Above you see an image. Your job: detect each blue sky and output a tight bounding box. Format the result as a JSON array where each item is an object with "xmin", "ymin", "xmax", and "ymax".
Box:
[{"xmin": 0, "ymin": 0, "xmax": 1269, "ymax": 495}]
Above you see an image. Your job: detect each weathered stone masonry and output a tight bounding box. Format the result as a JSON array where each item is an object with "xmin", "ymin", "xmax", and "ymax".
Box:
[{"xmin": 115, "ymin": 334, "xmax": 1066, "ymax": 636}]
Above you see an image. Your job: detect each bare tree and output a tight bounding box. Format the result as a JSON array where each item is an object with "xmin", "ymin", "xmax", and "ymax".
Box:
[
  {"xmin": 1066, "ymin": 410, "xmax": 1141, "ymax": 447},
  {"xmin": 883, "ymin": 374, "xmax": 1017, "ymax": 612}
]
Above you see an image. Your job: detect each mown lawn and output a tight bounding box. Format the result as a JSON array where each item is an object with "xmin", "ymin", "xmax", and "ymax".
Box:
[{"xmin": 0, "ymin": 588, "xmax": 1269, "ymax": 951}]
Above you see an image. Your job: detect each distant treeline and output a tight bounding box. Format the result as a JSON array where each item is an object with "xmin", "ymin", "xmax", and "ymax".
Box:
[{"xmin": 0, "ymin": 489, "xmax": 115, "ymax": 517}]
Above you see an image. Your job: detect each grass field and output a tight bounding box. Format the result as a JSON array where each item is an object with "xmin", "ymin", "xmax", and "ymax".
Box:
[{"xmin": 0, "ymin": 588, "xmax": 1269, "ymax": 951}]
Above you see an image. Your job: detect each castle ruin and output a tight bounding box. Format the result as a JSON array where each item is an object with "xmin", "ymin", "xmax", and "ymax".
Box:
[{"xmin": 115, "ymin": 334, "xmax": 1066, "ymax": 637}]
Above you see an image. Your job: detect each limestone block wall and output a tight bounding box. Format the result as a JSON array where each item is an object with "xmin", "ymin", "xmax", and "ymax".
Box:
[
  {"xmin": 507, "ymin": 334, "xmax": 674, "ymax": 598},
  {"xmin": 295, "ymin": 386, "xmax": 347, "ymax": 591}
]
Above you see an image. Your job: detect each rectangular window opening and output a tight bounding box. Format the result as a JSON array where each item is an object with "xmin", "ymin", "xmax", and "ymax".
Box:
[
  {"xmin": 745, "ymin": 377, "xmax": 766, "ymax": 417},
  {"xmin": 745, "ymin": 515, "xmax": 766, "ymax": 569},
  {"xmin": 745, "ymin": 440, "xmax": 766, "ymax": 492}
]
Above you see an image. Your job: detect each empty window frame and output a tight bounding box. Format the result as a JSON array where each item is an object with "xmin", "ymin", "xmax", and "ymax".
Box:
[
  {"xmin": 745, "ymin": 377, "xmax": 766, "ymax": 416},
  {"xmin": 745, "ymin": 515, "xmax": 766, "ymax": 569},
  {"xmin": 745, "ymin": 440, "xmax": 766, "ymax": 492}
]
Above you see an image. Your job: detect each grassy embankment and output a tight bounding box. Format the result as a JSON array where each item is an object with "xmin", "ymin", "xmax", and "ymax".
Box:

• • • • • • •

### Problem details
Reproduce all of the data above line for line, changing nothing.

### Result of the task
Above you see an image. Your job: detect each blue sky and output a tight bounding box. Format the result as a JSON array where each item is an object with "xmin", "ymin", "xmax", and "ymax".
Box:
[{"xmin": 0, "ymin": 0, "xmax": 1269, "ymax": 495}]
Above you see an image. Your job: detect each weathered stone masonry and output a tight bounding box. Format the result as a JSON array where each item is an object with "xmin", "ymin", "xmax", and "ymax".
Box:
[{"xmin": 115, "ymin": 334, "xmax": 1066, "ymax": 636}]
Above you see an image. Your job: detect each bare tree and output a tight bounding box. Format the result as a JSON array where each item is an object with "xmin", "ymin", "xmax", and "ymax".
Box:
[
  {"xmin": 1066, "ymin": 410, "xmax": 1141, "ymax": 447},
  {"xmin": 883, "ymin": 374, "xmax": 1017, "ymax": 612}
]
Above you see an image. Your job: detect each mown lawn and output a tight bounding box. Format the result as a JSON array where each item is an object with "xmin", "ymin", "xmax", and "ymax".
Box:
[{"xmin": 0, "ymin": 588, "xmax": 1269, "ymax": 951}]
Above you see an image. Your job: detect each distant treeline and output a tight bounding box. Format the result as a JSON array where each item is an object with "xmin", "ymin", "xmax", and "ymax".
Box:
[{"xmin": 0, "ymin": 489, "xmax": 115, "ymax": 517}]
Above you see an image. Your job: detect each grass field and output a tight bounding box. Format the result as a JSON array where each item is an object with "xmin", "ymin", "xmax", and "ymax".
Box:
[{"xmin": 0, "ymin": 588, "xmax": 1269, "ymax": 951}]
Above you see an image. Your job: detect each castle ruin and output a tight bounding box. Format the result as a JSON array where each item is an object with "xmin", "ymin", "xmax", and "ymax".
Box:
[{"xmin": 115, "ymin": 334, "xmax": 1066, "ymax": 637}]
Above you see an image. Your job: detect each limestone block wall and output a tight bounding box. Format the result as a JSON array where each item is an object with "xmin", "ymin", "xmax", and "ymax".
Box:
[
  {"xmin": 507, "ymin": 334, "xmax": 674, "ymax": 598},
  {"xmin": 295, "ymin": 386, "xmax": 347, "ymax": 591}
]
Above you see an image. Your job: detect each rectangular window opening and output a tight bounding box. Format the result as a JSON array where each item is an object with "xmin", "ymin", "xmax", and "ymax".
Box:
[
  {"xmin": 745, "ymin": 377, "xmax": 766, "ymax": 417},
  {"xmin": 745, "ymin": 515, "xmax": 766, "ymax": 569},
  {"xmin": 745, "ymin": 440, "xmax": 766, "ymax": 492}
]
Above you see an image. Your job: detect each empty window frame and output a tight bounding box. Format the result as a JSON array where each item is an object with "xmin", "ymin", "xmax", and "ymax".
Box:
[
  {"xmin": 745, "ymin": 377, "xmax": 766, "ymax": 416},
  {"xmin": 745, "ymin": 515, "xmax": 766, "ymax": 569},
  {"xmin": 745, "ymin": 440, "xmax": 766, "ymax": 492}
]
Above you see an image. Your job: detect each grassy embankment and output a tight bounding box. Format the result as a JSON array where each item is an object with "xmin", "ymin", "xmax", and "ymax".
Box:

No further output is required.